EJERCICIO ESCRITO
¿Puedes copiar literalmente, del texto sobre la bicicleta y la vacilación, todo lo que va desde "La conclusión de" hasta "aún para mantenerlas."?

FRAGMENTO DE LECTURA
-=-=-
La bicicleta y la vacilación
Anónimo. S.f.
En casi todos los deportes la vacilación desempeña un papel nefasto. Puede provocar accidentes; mantiene en todo
caso la torpeza y disminuye sensiblemente el placer experimentado. No obstante, este papel tiene una importancia
distinta en uno u otro deporte. Un futbolista o un tenista que vacile será un jugador mediocre y no progresará,
eso es todo. El patinador que vacila termina siempre por voltear a la derecha o a la izquierda y por dibujar,
sin querer, alguna figura rudimentaria: pero, por esto no se cae. En un caso parecido, el jinete tiene el recurso
de recuperar su montura y, en realidad, son muchos más de lo que se cree, los hombres que dejan a su caballo
el cuidado de decidir por ellos. Entre el caballo y el hombre se establece una especie de “sinfonía tácita”;
se diría que se comprenden: se guardan las apariencias; el espectador cree que el hombre ha elegido, pero es
el caballo. Si el esgrimista es demasiado entregado a la vacilación, es llevado naturalmente a permanecer a la
defensiva y a hacer un juego de bloqueos con lo que podrían ser ataques.
En el remero, la energía y la perseverancia se aprovechan, pero, como casi no tiene que tomar decisiones, no se expone
a largas vacilaciones. Esto también es un poco cierto en el nadador. Si el tirador vacila perderá su caza, pero
su vacilación se manifiesta de manera uniforme: se trata de fallar el tiro, nada más; es un gesto único. Por
el contrario, de todos los deportistas, el ciclista es el que tiene que tomar más decisiones de todo tipo y para
el cual el hecho de no haberlas tomado a tiempo le presenta más inconvenientes, preocupaciones e incluso peligros.
Para girar, a menos que solo sea sobre una verdadera explanada, pasar entre automóviles o árboles, deslizarse
a lo largo de un muro o una acera, evitar los rieles o los carriles profundos, circular en medio de una muchedumbre,
etc., decida pronto, señor ciclista, o sufrirá una caída que será algunas veces dolorosa y siempre ridícula..
La conclusión de esta comprobación es que para practicar ciclismo es necesario tener un carácter muy decidido. Aquí
es donde el asunto se vuelve divertido, pues no es cierto del todo. Todos conocemos buenos ciclistas que no se
destacan por ninguna rara hazaña, pero que se sirven con una perfecta seguridad de su máquina en las circunstancias
que acabamos de enumerar; y también sabemos que son personas sin carácter, muy obedientes e indecisas ante los
cruces de la vía e ineptas para tomar decisiones y más aún para mantenerlas.
-=-=-
REGISTROS PROPORCIONADOS
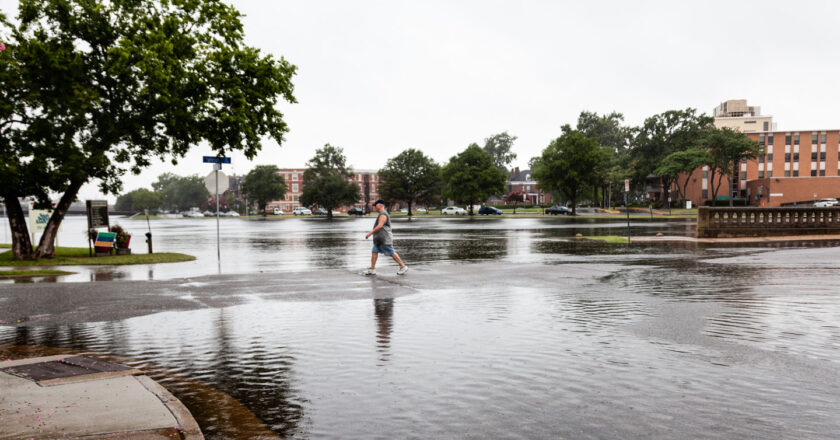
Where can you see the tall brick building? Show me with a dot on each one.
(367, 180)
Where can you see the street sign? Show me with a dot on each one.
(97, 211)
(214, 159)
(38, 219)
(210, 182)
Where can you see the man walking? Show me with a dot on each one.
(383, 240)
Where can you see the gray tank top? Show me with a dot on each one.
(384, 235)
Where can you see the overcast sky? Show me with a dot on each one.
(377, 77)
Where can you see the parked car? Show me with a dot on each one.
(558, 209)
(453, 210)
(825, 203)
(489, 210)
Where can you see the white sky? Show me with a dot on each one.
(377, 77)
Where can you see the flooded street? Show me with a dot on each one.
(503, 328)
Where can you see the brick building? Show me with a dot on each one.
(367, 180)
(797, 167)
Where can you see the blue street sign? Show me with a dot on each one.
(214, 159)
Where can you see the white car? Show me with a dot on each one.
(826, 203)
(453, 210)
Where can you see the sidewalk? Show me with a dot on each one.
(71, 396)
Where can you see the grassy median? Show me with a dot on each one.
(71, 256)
-=-=-
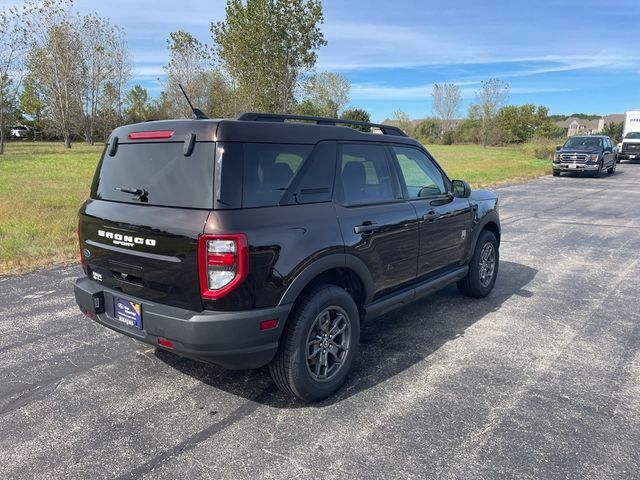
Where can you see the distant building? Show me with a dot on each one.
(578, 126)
-=-=-
SOLUCIÓN DEL PROBLEMA
La conclusión de esta comprobación es que para practicar ciclismo es necesario tener un carácter muy decidido. Aquí
es donde el asunto se vuelve divertido, pues no es cierto del todo. Todos conocemos buenos ciclistas que no se
destacan por ninguna rara hazaña, pero que se sirven con una perfecta seguridad de su máquina en las circunstancias
que acabamos de enumerar; y también sabemos que son personas sin carácter, muy obedientes e indecisas ante los
cruces de la vía e ineptas para tomar decisiones y más aún para mantenerlas.